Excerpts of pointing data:
__________

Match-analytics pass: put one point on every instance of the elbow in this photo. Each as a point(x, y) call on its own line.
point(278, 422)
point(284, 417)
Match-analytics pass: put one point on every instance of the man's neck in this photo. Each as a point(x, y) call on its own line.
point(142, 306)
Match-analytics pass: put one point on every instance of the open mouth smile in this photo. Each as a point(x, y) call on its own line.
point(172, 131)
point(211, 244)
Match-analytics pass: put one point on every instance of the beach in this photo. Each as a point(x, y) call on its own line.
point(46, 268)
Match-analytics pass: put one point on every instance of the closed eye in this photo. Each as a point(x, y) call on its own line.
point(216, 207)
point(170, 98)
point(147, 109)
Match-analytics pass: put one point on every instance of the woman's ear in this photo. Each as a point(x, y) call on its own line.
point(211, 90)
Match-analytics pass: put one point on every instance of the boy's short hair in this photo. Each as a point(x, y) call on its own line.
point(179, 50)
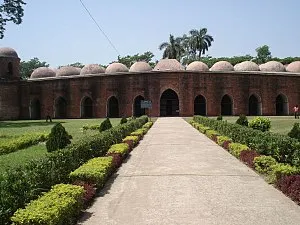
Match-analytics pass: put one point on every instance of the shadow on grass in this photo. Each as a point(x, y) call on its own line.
point(19, 124)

__________

** SHORT TASK **
Rescale the items above by reproducing every line with its request, multiplying each point coordinate in the answers by 0.8 and rounding to the nearest whole number, with halves rounded up. Omit the picture markers from your output.

** RESPONSE BELOW **
Match-analytics pass: put one point on every instance of the elbow in this photo. Each as a point(x, y) call on its own line.
point(222, 338)
point(227, 334)
Match-analytics pass: put one point on every instance of the man's neck in this photo. Each as a point(x, y) call on its own line.
point(114, 245)
Match-analytics pass: put one point on every instance of the open mouth smile in this photo. Each as a point(x, y) call on its own line.
point(138, 105)
point(169, 195)
Match-analytics pass: put one point on every instance of the beach in this photo. Each as a point(x, y) call on its own line.
point(37, 214)
Match-analytics pass: put one point on every instance of the closed eye in this photo. Each as a point(x, y) call on its own line.
point(173, 166)
point(136, 78)
point(118, 87)
Match-analytics pass: put one point on every instance of the woman's ear in this photo. Each as a point(x, y) call on its own line.
point(169, 72)
Match-analytics pass: put one point on every instance of the boy's short hair in this photo. Each as a point(x, y) call on its own line.
point(143, 40)
Match-analytics pass: put one point on every instance of the shadow on grass in this photo. Each as a point(x, y) call on its own line.
point(15, 99)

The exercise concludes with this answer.